KVM is completely different story - as far as i have seen - it has not crashed ever. And i am running Ubuntu and RouterOS as 2 KVM guests on X86 with 4 cores. There this impact of running guest OS is negligible, because main packet processing happens on single core anyway. Only slow down can happen if guest OS does something memory intensive.

Also, on every single core router you will feel some drag when you start using virtualization. Consider that that there is completely other OS with its services and all the interrupts have to be processed by guest and then by host OS. And for some operations that introduces quite an overhead. But that should be expected. On the other hand, what good is hardware if it runs with 10 - 20% load, if adding guest brings it up to 40 - 50% costs increase only up to maximum 10% if that much at all.

Thank you for saving Virtualsiation for us, JanisK.

So if I have a x86 MT Router that runs at 40% CPU load at max, in peak hours, And if I would add a KVM with Asterisk, and I see that CPU goes only up to 80% for example… Should I expect No raises in ping times, still good latency.. still perfect routing performance?

P.S. another important question. Let’s say the x86 MT Router goes to 90% CPU usage but very rarely for a few moments from time to time in peak hours. And let’s say that I have a KVM with a service running on it that is not so important. For example a website, a forum, a CRM, who knows. What if RouterOS could take complete prioirty over the KVM? So that when RouterOS needs the CPU - it gets it without any delay whatsoever. And when the KVM needs the CPU - it waits for RouterOS to free some. So the service running in the KVM would work a little slower but this would happen very rarely. Is this prioritising of processes inside the router possible? :slight_smile:

And for some operations that introduces quite an overhead. But that should be expected. On the other hand, what good is hardware if it runs with 10 - 20% load, if adding guest brings it up to 40 - 50% costs increase only up to maximum 10% if that much at all.

The main router ping time increases as a result of the virtualization are extremely minor. They look dramatic in the chart, but a increase of .5ms is really minor.

The advantages of using virtualization are many. Its truly amazing you can do it on a $120 router !

Is the performance of the MetaROUTER the same on a single CPU 450G as the main router ? of course not. Thats to be expected. Are there trade off for using a metarouter ? Of course.

Its a stunningly cool option. It would be cool to get it to work on the 450G correctly :slight_smile:

virtualization is not exactly simple. This issue is also intermittent and so far not easily reproducible. Its gotta be annoying to try and fix.

§ DO THIS:
Answer from the thread on router virtualization:
(a) How many cores does the x86 system running Ubuntu and RouterOS as two KVM guests have?
(b) What increase in main router ping time is called "really minor"?
(c) What price is given for the router on which virtualization can be done?
The listing that comes next is drawn from a separate source.

§ MATERIAL SUPPLIED:
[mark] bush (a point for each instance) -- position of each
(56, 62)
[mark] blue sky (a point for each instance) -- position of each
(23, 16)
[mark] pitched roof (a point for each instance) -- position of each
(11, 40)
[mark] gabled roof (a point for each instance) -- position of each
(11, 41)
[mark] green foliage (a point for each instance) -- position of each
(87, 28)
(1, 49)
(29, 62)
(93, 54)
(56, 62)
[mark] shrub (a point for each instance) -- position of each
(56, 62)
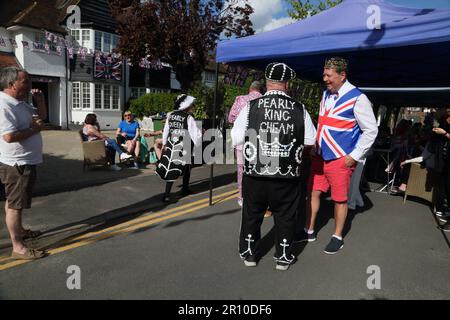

§ FINISHED ANSWER:
(a) 4 cores
(b) .5ms
(c) $120